Excerpted passage ->
3. Manner of Exercise.
(a) The Optionee may exercise the vested portion of this Stock Option in accordance with the schedule set forth in Section 2(b) by written notice to the Committee of his or her election to purchase some or all of the Option Shares purchasable at the time of such notice. This notice shall specify the number of Option Shares to be purchased.
Payment of the purchase price for the Option Shares may be made by one or more of the following methods: (i) in cash, by certified or bank check or other instrument acceptable to the Committee; (ii) through the delivery (or attestation to the ownership) of shares of Stock that have been purchased by the Optionee on the open market or that are beneficially owned by the Optionee and are not then subject to any restrictions under any Company plan and that otherwise satisfy any holding periods as may be required by the Committee; (iii) by the Optionee delivering to the Company a properly executed exercise notice together with irrevocable instructions to a broker to promptly deliver to the Company cash or a check payable and acceptable to the Company to pay the option purchase price, provided that in the event the Optionee chooses to pay the option purchase price as so provided, the Optionee and the broker shall comply with such procedures and enter into such agreements of indemnity and other agreements as the Committee shall prescribe as a condition of such payment procedure; or (iv) by a net exercise arrangement pursuant to which the Company will reduce the number of shares of Stock issuable upon exercise by the largest whole number of shares with a Fair Market Value that does not exceed the aggregate exercise price; or (v) a combination of (i), (ii), (iii) and (iv) above. Payment instruments will be received subject to collection.

Task list ->
a – For each statement, say whether it agrees with the Manner of Exercise section, answering yes or no and quoting the deciding words of that section. (i) The written notice must state how many Option Shares are to be purchased. (ii) Payment instruments are accepted without any condition regarding collection. (iii) Under a net exercise arrangement, the Company reduces the shares issuable by the smallest whole number of shares whose Fair Market Value exceeds the aggregate exercise price.
b – Rewrite the Manner of Exercise section from "3. Manner of" up to and including "to be purchased.", substituting "Option Holder" for "Optionee".

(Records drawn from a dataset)
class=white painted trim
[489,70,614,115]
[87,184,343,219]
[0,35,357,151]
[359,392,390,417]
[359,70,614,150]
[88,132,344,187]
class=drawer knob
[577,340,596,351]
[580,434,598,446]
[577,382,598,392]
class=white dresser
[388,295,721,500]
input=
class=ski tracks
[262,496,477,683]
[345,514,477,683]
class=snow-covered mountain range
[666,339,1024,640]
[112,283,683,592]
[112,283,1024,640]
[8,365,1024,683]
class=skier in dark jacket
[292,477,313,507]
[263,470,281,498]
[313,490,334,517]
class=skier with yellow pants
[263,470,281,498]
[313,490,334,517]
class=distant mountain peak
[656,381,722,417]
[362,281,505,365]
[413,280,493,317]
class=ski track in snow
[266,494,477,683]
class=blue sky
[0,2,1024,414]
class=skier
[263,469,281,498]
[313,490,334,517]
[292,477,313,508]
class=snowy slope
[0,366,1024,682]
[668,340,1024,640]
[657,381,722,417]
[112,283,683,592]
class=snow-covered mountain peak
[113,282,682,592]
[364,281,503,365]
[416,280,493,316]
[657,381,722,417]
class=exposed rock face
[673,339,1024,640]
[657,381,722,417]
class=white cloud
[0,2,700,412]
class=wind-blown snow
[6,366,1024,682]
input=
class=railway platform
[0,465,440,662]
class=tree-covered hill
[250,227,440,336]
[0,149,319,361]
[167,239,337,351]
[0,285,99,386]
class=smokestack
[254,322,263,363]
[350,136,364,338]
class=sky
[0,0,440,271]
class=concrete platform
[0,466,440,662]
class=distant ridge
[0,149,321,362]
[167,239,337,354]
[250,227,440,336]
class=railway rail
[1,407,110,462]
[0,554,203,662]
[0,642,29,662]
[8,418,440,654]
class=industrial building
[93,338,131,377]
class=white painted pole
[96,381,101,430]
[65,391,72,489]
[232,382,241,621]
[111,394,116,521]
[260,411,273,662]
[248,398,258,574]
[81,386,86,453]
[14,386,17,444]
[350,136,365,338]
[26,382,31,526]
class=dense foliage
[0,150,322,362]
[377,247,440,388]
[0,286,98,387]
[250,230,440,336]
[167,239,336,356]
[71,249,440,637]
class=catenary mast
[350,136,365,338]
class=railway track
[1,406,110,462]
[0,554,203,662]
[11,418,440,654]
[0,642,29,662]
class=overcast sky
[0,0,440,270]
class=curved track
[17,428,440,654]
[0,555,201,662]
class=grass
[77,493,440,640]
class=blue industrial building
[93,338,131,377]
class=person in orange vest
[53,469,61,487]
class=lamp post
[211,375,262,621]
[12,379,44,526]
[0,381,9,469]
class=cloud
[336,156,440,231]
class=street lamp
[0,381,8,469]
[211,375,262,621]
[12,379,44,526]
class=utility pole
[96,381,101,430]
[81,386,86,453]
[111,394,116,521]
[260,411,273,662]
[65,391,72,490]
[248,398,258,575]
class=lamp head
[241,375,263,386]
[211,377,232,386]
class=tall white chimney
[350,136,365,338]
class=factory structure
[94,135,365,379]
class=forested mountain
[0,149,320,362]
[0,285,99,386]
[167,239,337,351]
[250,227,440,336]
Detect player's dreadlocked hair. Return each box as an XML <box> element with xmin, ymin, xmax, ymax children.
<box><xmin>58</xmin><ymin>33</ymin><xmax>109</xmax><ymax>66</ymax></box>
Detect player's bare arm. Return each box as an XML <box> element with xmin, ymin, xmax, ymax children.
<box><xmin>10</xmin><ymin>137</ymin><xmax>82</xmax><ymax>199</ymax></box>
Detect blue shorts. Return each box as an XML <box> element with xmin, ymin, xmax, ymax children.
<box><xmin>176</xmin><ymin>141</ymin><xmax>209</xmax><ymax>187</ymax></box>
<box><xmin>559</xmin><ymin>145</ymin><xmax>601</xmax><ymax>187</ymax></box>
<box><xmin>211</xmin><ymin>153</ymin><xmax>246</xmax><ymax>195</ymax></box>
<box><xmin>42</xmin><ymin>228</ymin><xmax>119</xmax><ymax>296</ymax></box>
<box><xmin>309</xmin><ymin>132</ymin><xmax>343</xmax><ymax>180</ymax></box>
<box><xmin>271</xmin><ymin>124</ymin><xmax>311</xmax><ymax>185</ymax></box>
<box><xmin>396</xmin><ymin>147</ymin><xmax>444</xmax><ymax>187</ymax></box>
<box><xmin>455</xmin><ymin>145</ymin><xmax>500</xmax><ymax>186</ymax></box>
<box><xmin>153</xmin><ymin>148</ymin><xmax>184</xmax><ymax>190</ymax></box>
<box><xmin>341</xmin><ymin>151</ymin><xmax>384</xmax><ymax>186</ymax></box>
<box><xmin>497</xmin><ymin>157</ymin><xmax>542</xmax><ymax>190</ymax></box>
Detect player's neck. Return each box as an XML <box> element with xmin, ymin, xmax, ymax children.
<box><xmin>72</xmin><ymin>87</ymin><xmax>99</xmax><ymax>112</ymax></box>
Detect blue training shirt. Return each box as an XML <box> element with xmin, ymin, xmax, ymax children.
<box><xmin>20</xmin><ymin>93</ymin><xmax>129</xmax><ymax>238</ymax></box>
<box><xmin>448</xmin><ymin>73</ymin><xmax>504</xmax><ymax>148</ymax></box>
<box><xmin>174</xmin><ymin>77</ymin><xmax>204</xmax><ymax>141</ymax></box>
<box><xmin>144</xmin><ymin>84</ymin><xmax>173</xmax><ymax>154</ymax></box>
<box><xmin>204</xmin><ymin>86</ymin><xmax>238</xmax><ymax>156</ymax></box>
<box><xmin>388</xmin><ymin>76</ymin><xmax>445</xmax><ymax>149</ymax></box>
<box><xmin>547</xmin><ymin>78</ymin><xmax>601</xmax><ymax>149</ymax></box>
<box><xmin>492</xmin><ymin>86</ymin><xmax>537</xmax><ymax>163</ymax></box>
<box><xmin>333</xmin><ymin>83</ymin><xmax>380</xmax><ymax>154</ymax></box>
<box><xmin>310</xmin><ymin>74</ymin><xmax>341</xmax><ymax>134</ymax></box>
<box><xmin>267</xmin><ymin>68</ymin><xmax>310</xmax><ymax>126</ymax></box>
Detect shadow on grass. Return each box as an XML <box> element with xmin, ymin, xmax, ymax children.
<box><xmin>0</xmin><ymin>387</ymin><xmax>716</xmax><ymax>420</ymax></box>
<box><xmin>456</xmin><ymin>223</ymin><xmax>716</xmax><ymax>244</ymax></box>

Task solutions ->
a –
(i) Yes: "This notice shall specify the number of Option Shares to be purchased."
(ii) No: "Payment instruments will be received subject to collection."
(iii) No: "by the largest whole number of shares with a Fair Market Value that does not exceed the aggregate exercise price"

b –
3. Manner of Exercise.
(a) The Option Holder may exercise the vested portion of this Stock Option in accordance with the schedule set forth in Section 2(b) by written notice to the Committee of his or her election to purchase some or all of the Option Shares purchasable at the time of such notice. This notice shall specify the number of Option Shares to be purchased.